- [AUFGABE A]: Erläutern Sie in ein bis drei Sätzen anhand des Textes über die Eigenschaften von RLOs, weshalb keine Annahmen über Vorkenntnisse aus anderen RLOs getroffen werden können.
- [AUFGABE B]:
Beantworten Sie kurz die folgenden Fragen zum Text über die Eigenschaften von RLOs:
(i) Wovon hängt der Grad der Wiederverwendungsmöglichkeiten in hohem Maße ab?
(ii) Weshalb lassen sich sprachliche Inkonsistenzen nicht mechanisch glätten?
(iii) Was wird als zentrale Motivation für die Benutzung von RLOs genannt?
- [AUFGABE C]:
Prüfen Sie, ob die folgenden Aussagen mit dem Text über die Eigenschaften von RLOs übereinstimmen. Antworten Sie jeweils mit Ja oder Nein und belegen Sie dies mit einem wörtlichen Zitat:
(i) RLOs werden stets in sequenzieller Reihenfolge durchlaufen.
(ii) Mathematik wird als Fach genannt, in dem fehlende Vorkenntnisse problematisch sind.
(iii) Ein RLO soll auf einen bestimmten Kontext zugeschnitten sein.

- [BEREITGESTELLTER TEXT]:
·····
Eigenschaften von RLOs
Granularität
Der Grad der Wiederverwendungsmöglichkeiten hängt in hohem Maße von der Granularität der RLOs ab. Ein guter Grad an Granularität ist erreicht, wenn das einzelne RLO als kleine Lerneinheit verstanden werden kann. Zu berücksichtigen ist aber, dass die RLOs nicht zwingend in sequenzieller Reihenfolge durchlaufen werden. Es können also keine Annahmen über mögliche Vorkenntnisse aus anderen RLOs getroffen werden. Problematisch ist dies in Fächer wie Mathematik, wo man eine gewisse Notation und Definitionsraum voraussetzen muss.
Konsistente Sprache
Konsistente Sprache sollte immer der Grundlage sein. Probleme bestehen bei der Art der Formulierungen und des Sprach- bzw. Schreibstils verschiedener Autoren aus unterschiedlichen RLOs. Diese möglichen Inkonsistenzen stellen einer der großsten Defizite bei der Wiederverwendung von Lerninhalten. Es lässt sich auch nicht mechanisch glätten, allein schon wegen der fehlende Standardisierung in der menschlichen Sprache.
Kontextfreiheit
Die zentrale Motivation für die Benutzung von RLOs ist die Möglichkeit, ein einzelnes RLO in verschiedenen Lerneinheiten, Kursen und Lehrgängen einsetzen zu können. Ein RLO darf demnach nicht auf einen bestimmten Kontext zugeschnitten bzw. ausgerichtet sein, da die Lerneinheit selbst erst für den entsprechenden Lernkontext sorgt.
·····
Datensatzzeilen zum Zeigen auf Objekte
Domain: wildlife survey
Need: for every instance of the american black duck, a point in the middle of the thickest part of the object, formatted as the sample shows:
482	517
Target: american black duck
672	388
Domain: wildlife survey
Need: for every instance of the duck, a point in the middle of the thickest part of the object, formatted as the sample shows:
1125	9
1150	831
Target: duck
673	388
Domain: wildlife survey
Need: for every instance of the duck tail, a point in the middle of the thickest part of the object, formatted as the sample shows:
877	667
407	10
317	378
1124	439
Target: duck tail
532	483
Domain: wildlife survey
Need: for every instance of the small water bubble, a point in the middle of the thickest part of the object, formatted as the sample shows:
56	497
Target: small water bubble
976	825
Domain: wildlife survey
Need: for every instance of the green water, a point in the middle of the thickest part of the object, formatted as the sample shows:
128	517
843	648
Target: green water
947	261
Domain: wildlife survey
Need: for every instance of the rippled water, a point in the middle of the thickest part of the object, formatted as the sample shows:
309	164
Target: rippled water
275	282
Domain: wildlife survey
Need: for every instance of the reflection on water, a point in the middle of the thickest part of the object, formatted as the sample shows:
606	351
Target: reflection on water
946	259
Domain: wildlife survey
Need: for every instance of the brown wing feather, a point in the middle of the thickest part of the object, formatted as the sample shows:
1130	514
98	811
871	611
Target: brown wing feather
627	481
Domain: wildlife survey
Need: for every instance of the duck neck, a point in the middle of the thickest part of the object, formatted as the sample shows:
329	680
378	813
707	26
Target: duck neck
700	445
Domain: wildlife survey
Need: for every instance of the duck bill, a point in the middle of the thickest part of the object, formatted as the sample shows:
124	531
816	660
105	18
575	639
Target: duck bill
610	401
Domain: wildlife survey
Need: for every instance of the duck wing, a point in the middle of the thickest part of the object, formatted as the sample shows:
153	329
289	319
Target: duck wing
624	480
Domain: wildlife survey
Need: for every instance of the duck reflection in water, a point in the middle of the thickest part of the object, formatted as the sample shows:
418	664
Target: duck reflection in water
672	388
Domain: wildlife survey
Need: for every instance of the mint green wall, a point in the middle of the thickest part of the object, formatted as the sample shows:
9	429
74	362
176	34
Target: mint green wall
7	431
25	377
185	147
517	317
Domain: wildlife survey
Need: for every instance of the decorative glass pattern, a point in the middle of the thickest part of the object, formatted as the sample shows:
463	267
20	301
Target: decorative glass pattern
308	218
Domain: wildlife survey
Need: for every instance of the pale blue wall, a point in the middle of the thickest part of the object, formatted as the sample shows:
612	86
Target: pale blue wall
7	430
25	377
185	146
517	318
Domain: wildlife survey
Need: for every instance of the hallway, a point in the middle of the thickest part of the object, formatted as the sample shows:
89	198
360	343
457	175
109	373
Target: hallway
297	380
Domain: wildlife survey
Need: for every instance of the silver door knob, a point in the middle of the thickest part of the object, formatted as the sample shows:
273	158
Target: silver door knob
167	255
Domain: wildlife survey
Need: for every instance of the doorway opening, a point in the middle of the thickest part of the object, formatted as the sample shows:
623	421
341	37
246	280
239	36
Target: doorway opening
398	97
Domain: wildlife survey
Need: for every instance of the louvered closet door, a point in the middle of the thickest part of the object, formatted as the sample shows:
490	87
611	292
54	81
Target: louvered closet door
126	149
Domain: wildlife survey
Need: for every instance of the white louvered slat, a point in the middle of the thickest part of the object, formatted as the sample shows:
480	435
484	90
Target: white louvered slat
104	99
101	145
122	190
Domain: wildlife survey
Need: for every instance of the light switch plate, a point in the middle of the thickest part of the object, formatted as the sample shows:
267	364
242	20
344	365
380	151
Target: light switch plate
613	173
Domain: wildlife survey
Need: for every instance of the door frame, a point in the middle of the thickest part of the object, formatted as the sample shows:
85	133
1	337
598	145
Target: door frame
·····
- [LÖSUNG A]: Solche Annahmen sind nicht möglich, weil RLOs nicht zwingend in sequenzieller Reihenfolge durchlaufen werden. Problematisch ist das etwa in Mathematik, wo eine gewisse Notation und ein Definitionsraum vorausgesetzt werden müssen.

- [LÖSUNG B]:
(i) Von der Granularität der RLOs.
(ii) Wegen der fehlenden Standardisierung in der menschlichen Sprache.
(iii) Die Möglichkeit, ein einzelnes RLO in verschiedenen Lerneinheiten, Kursen und Lehrgängen einsetzen zu können.

- [LÖSUNG C]:
(i) Nein: „dass die RLOs nicht zwingend in sequenzieller Reihenfolge durchlaufen werden“
(ii) Ja: „Problematisch ist dies in Fächer wie Mathematik, wo man eine gewisse Notation und Definitionsraum voraussetzen muss.“
(iii) Nein: „Ein RLO darf demnach nicht auf einen bestimmten Kontext zugeschnitten bzw. ausgerichtet sein“